Keep the pictures out. Restate the entries below word for word.

=== Section Start ===

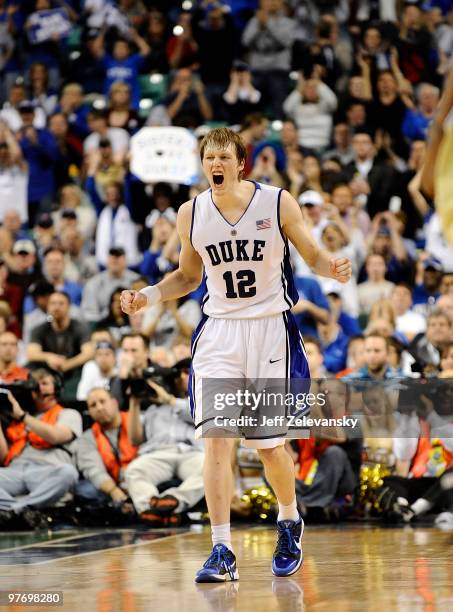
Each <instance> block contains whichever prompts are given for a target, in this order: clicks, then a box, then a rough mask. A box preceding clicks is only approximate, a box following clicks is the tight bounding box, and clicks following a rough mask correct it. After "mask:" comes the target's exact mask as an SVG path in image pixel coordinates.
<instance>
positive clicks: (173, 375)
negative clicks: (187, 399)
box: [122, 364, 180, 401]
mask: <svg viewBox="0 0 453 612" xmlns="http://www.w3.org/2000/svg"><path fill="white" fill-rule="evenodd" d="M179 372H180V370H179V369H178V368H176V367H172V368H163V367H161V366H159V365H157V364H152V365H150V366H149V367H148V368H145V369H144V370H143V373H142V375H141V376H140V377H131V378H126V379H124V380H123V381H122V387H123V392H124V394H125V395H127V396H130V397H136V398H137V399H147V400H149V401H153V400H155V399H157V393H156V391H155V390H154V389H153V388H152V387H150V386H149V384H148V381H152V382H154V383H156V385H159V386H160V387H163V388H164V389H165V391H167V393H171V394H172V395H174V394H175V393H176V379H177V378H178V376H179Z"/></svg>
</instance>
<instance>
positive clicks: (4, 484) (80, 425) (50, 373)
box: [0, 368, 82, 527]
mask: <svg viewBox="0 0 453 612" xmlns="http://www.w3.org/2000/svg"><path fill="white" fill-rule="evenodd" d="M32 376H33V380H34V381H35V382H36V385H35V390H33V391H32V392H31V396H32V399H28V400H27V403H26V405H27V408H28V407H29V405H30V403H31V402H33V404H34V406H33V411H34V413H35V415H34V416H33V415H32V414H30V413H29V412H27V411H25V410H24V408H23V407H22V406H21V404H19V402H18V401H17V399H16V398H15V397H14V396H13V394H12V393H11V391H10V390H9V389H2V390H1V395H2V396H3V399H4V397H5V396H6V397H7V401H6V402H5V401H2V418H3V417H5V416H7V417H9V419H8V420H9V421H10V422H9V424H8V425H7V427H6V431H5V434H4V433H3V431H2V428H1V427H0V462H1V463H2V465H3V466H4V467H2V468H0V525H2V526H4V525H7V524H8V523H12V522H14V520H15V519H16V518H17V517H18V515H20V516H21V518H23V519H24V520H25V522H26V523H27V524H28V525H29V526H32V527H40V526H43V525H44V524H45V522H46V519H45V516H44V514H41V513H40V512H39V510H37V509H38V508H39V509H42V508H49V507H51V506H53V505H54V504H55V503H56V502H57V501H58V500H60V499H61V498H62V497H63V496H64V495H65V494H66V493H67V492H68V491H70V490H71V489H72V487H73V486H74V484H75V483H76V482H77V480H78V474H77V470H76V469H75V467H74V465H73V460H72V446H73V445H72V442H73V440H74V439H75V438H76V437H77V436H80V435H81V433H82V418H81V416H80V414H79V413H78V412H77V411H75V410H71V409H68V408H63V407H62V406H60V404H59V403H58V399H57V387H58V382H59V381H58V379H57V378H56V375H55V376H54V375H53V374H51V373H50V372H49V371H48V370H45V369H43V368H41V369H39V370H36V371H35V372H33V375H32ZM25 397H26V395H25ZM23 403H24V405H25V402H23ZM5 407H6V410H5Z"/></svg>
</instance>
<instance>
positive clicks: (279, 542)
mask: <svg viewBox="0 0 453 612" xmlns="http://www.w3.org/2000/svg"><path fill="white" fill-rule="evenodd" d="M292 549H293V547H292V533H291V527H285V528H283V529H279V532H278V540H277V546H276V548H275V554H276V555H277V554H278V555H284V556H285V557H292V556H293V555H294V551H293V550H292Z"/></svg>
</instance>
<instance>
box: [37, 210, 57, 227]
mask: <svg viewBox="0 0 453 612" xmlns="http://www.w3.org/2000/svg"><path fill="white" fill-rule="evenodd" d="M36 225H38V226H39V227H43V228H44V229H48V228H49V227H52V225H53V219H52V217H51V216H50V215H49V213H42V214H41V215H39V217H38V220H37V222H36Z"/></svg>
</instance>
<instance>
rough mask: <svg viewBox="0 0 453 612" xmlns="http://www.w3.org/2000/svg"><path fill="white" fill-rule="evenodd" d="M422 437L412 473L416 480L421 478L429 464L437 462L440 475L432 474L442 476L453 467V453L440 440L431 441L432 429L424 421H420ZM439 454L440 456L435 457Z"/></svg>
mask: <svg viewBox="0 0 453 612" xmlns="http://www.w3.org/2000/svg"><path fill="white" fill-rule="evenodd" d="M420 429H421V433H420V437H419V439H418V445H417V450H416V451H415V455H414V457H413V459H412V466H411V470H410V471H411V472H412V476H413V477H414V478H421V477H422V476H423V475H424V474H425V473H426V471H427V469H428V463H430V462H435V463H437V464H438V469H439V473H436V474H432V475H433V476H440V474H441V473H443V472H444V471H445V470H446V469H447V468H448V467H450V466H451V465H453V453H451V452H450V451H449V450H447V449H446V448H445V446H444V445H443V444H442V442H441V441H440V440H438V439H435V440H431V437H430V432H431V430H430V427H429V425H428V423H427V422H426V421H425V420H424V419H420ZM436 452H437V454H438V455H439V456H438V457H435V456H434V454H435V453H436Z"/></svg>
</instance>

=== Section End ===

**ANSWER TO THE PROBLEM:**
Each <instance> block contains whichever prompts are given for a target, in this order: clicks, then a box, then a rough mask. A box preceding clicks is only approximate, a box following clicks is the tight bounding box, and clicks following a rough mask correct it. After "mask:" comes the target's exact mask as an SVG path in image pixel coordinates.
<instance>
positive clicks: (173, 375)
negative clicks: (187, 399)
box: [122, 364, 180, 401]
mask: <svg viewBox="0 0 453 612" xmlns="http://www.w3.org/2000/svg"><path fill="white" fill-rule="evenodd" d="M179 372H180V370H179V369H178V368H176V367H172V368H163V367H161V366H159V365H157V364H152V365H150V366H149V367H148V368H145V369H144V370H143V373H142V375H141V376H140V377H131V378H126V379H124V380H123V381H122V387H123V392H124V394H125V395H127V396H130V397H136V398H137V399H147V400H149V401H153V400H155V399H157V393H156V391H155V390H154V389H153V388H152V387H150V386H149V384H148V381H152V382H154V383H156V385H159V386H160V387H163V388H164V389H165V391H167V393H171V394H172V395H174V394H175V393H176V379H177V378H178V376H179Z"/></svg>
</instance>
<instance>
positive clicks: (4, 484) (80, 425) (50, 373)
box: [0, 368, 82, 527]
mask: <svg viewBox="0 0 453 612" xmlns="http://www.w3.org/2000/svg"><path fill="white" fill-rule="evenodd" d="M32 376H33V380H34V381H35V382H36V385H35V390H33V391H32V392H31V396H32V399H28V400H27V403H26V405H27V408H28V407H29V405H30V403H31V402H33V404H34V406H33V411H34V413H35V415H34V416H33V415H32V414H30V413H29V412H27V411H25V410H24V408H23V407H22V406H21V404H19V402H18V401H17V399H16V398H15V397H14V396H13V394H12V393H11V391H10V390H9V389H2V390H1V395H2V396H3V399H4V397H5V396H6V397H7V401H6V402H5V401H2V418H3V417H5V416H7V417H9V419H8V420H9V421H10V422H9V424H8V425H7V427H6V431H5V434H4V433H3V431H2V428H1V427H0V462H1V463H2V465H3V466H4V467H2V468H0V525H2V526H4V525H7V524H8V523H12V522H14V520H15V519H16V518H17V517H18V515H20V516H21V518H23V519H24V520H25V522H26V523H27V524H28V525H29V526H32V527H40V526H43V525H44V524H45V522H46V519H45V516H44V514H41V513H40V512H39V510H37V509H38V508H39V509H42V508H49V507H51V506H53V505H54V504H55V503H56V502H57V501H58V500H60V499H61V498H62V497H63V496H64V495H65V494H66V493H67V492H68V491H70V490H71V489H72V487H73V486H74V484H75V483H76V482H77V480H78V474H77V470H76V469H75V467H74V465H73V460H72V446H73V445H72V442H73V440H74V439H75V438H76V437H77V436H80V435H81V433H82V418H81V416H80V414H79V413H78V412H77V411H75V410H71V409H68V408H63V407H62V406H60V404H59V403H58V399H57V387H58V382H59V381H58V379H57V378H56V375H55V376H54V375H53V374H51V373H50V372H49V371H48V370H45V369H43V368H41V369H39V370H36V371H35V372H33V375H32ZM25 397H26V395H25ZM23 403H24V405H25V402H23ZM5 407H6V410H5Z"/></svg>
</instance>
<instance>
positive clicks: (279, 542)
mask: <svg viewBox="0 0 453 612" xmlns="http://www.w3.org/2000/svg"><path fill="white" fill-rule="evenodd" d="M292 549H293V547H292V533H291V527H285V528H283V529H279V532H278V540H277V546H276V548H275V554H276V555H277V554H278V555H284V556H285V557H292V556H293V555H294V551H293V550H292Z"/></svg>
</instance>
<instance>
box: [37, 210, 57, 227]
mask: <svg viewBox="0 0 453 612" xmlns="http://www.w3.org/2000/svg"><path fill="white" fill-rule="evenodd" d="M36 225H38V226H39V227H43V228H44V229H48V228H49V227H52V225H53V219H52V217H51V216H50V215H49V213H42V214H41V215H39V217H38V220H37V222H36Z"/></svg>
</instance>
<instance>
rough mask: <svg viewBox="0 0 453 612" xmlns="http://www.w3.org/2000/svg"><path fill="white" fill-rule="evenodd" d="M422 437L412 473L416 480L421 478L429 464L437 462L440 475L432 474L442 476L453 467V453L440 440L431 441L432 429L424 421H420ZM439 454L440 456L435 457Z"/></svg>
mask: <svg viewBox="0 0 453 612" xmlns="http://www.w3.org/2000/svg"><path fill="white" fill-rule="evenodd" d="M420 429H421V433H420V437H419V439H418V445H417V450H416V451H415V455H414V457H413V459H412V466H411V470H410V471H411V472H412V476H413V477H414V478H421V477H422V476H423V475H424V474H425V473H426V471H427V469H428V463H430V462H435V463H437V464H438V469H439V473H436V474H432V475H433V476H440V474H441V473H443V472H444V471H445V470H446V469H447V468H448V467H450V466H451V465H453V453H451V452H450V451H449V450H447V449H446V448H445V446H444V445H443V444H442V442H441V441H440V440H438V439H435V440H431V437H430V432H431V430H430V427H429V425H428V423H427V422H426V421H425V420H424V419H420ZM436 452H437V454H438V455H439V456H438V457H435V456H434V454H435V453H436Z"/></svg>
</instance>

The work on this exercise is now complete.